++++ RECORDS SHOWN ++++

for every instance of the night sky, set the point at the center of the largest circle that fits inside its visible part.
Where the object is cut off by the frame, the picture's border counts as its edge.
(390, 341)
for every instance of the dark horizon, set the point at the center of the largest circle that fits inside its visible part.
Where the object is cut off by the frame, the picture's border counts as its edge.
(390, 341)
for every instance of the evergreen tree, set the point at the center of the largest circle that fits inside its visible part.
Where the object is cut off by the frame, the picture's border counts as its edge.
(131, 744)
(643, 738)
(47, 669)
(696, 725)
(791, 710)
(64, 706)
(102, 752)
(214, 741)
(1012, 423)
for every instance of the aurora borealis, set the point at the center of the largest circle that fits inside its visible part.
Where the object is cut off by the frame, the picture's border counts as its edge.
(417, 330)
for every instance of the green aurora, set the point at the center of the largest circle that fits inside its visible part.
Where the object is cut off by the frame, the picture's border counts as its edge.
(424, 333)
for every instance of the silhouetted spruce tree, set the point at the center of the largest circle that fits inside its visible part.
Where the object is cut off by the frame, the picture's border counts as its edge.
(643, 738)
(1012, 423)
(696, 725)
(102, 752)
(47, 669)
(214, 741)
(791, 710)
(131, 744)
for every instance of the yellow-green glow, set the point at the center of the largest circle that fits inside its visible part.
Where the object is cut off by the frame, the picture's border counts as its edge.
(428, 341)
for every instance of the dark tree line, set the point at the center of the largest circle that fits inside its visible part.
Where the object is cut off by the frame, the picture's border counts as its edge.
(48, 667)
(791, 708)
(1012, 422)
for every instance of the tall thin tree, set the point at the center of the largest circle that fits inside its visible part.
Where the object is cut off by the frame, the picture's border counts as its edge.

++++

* _BRIEF_:
Output the listing from the line containing "for every instance of the tall" through the end of the listing, both ends included, as a JSON list of strings with one string per line and blank lines omitted.

* _SOLUTION FOR THIS PROBLEM_:
[
  "for every instance of the tall thin tree, set the point at the center of the largest circle that fits inside its visible part.",
  "Where the object is cut off by the frame, the picture's border counts as its edge."
]